§ **Problem statement**
All of the data below should be written out exactly.
-- begin Extracted data --
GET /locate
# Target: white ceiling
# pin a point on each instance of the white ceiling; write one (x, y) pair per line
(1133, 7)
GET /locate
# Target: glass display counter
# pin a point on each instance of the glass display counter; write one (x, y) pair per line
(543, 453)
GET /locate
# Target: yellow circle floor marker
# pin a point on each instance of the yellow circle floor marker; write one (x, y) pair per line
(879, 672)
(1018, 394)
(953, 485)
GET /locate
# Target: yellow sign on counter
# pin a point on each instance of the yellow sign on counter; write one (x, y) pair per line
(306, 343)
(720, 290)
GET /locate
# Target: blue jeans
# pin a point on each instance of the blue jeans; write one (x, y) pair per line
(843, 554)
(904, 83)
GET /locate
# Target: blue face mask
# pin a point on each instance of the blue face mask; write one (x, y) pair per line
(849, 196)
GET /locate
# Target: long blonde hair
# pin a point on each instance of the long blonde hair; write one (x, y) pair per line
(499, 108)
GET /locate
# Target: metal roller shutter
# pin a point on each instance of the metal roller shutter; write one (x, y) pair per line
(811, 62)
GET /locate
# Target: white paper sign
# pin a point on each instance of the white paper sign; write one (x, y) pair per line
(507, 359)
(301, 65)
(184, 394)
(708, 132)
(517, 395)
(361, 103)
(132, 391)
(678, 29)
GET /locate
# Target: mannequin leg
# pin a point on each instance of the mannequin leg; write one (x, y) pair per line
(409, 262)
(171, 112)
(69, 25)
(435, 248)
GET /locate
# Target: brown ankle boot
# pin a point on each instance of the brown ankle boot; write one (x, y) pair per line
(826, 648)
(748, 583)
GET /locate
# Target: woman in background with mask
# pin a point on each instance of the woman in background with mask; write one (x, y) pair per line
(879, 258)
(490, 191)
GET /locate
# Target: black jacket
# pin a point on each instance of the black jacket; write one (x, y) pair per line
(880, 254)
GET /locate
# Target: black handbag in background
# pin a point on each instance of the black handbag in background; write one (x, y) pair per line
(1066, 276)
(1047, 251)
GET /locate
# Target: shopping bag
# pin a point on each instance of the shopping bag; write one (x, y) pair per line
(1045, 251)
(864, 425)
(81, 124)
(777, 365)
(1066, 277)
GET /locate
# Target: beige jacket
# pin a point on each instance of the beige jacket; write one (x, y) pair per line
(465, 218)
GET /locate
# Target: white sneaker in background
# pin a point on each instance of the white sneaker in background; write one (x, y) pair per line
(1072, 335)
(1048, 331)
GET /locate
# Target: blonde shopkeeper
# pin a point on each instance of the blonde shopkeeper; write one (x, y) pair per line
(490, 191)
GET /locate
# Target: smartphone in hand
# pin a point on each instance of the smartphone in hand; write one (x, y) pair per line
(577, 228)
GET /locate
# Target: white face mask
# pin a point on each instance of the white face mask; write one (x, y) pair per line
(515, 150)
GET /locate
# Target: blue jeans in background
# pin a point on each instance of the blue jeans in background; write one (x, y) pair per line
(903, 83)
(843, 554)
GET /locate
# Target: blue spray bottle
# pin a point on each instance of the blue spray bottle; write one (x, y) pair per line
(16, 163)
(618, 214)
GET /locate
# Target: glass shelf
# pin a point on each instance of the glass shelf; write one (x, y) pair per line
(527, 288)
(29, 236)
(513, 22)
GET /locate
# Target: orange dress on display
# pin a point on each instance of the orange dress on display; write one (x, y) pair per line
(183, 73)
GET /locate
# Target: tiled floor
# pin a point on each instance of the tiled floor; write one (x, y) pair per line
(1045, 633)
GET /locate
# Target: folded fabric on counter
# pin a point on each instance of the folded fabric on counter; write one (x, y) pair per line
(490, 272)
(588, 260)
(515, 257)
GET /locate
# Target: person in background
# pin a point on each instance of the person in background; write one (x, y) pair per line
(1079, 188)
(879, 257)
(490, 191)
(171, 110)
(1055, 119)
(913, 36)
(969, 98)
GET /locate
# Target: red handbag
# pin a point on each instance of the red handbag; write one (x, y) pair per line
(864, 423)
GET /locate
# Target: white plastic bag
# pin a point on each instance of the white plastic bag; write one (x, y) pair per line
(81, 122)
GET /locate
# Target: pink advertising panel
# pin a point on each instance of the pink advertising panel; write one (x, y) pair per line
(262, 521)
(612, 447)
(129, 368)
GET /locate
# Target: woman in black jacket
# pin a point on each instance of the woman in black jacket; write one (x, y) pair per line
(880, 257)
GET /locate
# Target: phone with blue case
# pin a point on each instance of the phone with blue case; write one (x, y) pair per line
-- end Extracted data --
§ **Result for this task**
GET /locate
# Target: white ceiling
# pin a point on each instance of the white ceiling; write one (x, y) pair per line
(1133, 7)
GET /locate
# Target: glass display counter
# pin a point on each instance of the glass display counter; write one (x, y) pair per line
(543, 453)
GET /locate
# Target: yellow circle floor marker
# pin a point on each instance of the yellow circle floor marker; write one (x, y) pair per line
(879, 672)
(1018, 394)
(953, 485)
GET /locate
# Target: yellow sign on counter
# pin a point on each instance of the yellow sign on counter; write one (x, y) pair per line
(306, 343)
(720, 290)
GET /locate
# Target: blue jeans
# pin a point on each instance of the blue jeans; write one (x, y) pair per line
(843, 554)
(904, 83)
GET /locate
# Target: blue face mask
# pin a point on each instance of the blue face mask; write one (x, y) pair per line
(849, 196)
GET /locate
# Target: long blonde hair
# pin a point on each instance of the long blonde hair; write one (x, y) pair per line
(499, 108)
GET /locate
# Target: metal roller shutter
# pin a point on each instance of the metal roller shutter; write one (x, y) pair per line
(811, 62)
GET /locate
# Target: white paper sign
# pin a point on each instance of the white paper sign; write one (x, y) pair per line
(507, 359)
(301, 65)
(184, 394)
(708, 132)
(517, 395)
(361, 103)
(132, 391)
(678, 29)
GET /locate
# Target: mannequin leg
# pin a point on each instance of the mannequin leg; write one (x, y) pair per line
(409, 262)
(171, 112)
(69, 25)
(435, 248)
GET /locate
# Target: brown ankle boot
# pin a point on each instance of the brown ankle boot; write one (x, y) pair per line
(826, 648)
(748, 583)
GET /locate
# Target: woman in background with mask
# pin a point on each instance of the woman in background with mask; write one (x, y) pair per line
(879, 258)
(490, 191)
GET /locate
# Target: black jacket
# pin a point on each instance of the black jacket; write one (x, y) pair per line
(880, 254)
GET /locate
# Target: black handbag in background
# pin a point on each instance of the black handbag in background; write one (x, y) pair per line
(1066, 276)
(1047, 251)
GET /locate
# Target: shopping bag
# pin a point on each instance of the shopping bag; write one (x, y) pair per line
(1045, 251)
(864, 425)
(81, 124)
(777, 365)
(1066, 277)
GET /locate
# Target: beige jacket
# pin a point on each instance of the beige jacket; write one (x, y) pair per line
(465, 218)
GET /locate
# Target: white sneaker in background
# pin a point on each instance of the white sneaker in background; write one (x, y) pair per line
(1072, 335)
(1048, 331)
GET /locate
# Target: blonde shopkeeper
# pin a point on each instance of the blonde shopkeeper; write one (x, y) pair per line
(490, 191)
GET /locate
# Target: smartphone in hand
# pin a point on each instance of the smartphone in hand; write one (x, y) pair per line
(577, 228)
GET /locate
# Target: white face mask
# pin a point on each instance of the white face mask; write one (x, y) pair per line
(515, 150)
GET /locate
# Target: blue jeans in background
# pin a point on each instance of the blue jeans in background; write one (x, y) pair per line
(903, 83)
(843, 554)
GET /locate
# Target: blue spray bottle
# pin a point on each instance of the blue spray bottle; write one (x, y) pair per line
(16, 163)
(618, 214)
GET /locate
# Target: glass shelf
# pin a point on each instance of the glass shelf; write one (x, y) pair per line
(527, 288)
(29, 236)
(513, 22)
GET /locate
# Target: orange dress on display
# pin a point on each instance of the orange dress on display; write one (x, y) pair per line
(183, 73)
GET /locate
# Target: tiled floor
# pin a point on each instance of the tiled floor; write one (x, y) pair per line
(1045, 633)
GET /locate
# Target: folded fabric on counter
# pin a point on each instance of the folded fabric on counter; write one (x, y) pair per line
(490, 272)
(588, 260)
(515, 257)
GET /locate
# Target: person in background
# pin a point on each instance of the person in background; write one (x, y) pair per line
(1079, 188)
(879, 257)
(490, 191)
(171, 110)
(1055, 119)
(913, 36)
(969, 98)
GET /locate
# Target: red handbag
# pin a point on each instance of the red handbag; write one (x, y) pair per line
(864, 423)
GET /locate
# Target: white plastic bag
# pin a point on each instance of the white plastic bag; write one (x, y) pair per line
(81, 122)
GET /locate
# Target: pink advertising panel
# pin a point on each instance of the pink advertising panel; write one (x, y) pair per line
(262, 521)
(612, 447)
(129, 368)
GET /locate
# Target: woman in black jacket
# pin a point on each instance of the woman in black jacket; write one (x, y) pair per line
(880, 257)
GET /locate
# Target: phone with blue case
# pin a point on each instance of the phone with blue case; write one (x, y) pair per line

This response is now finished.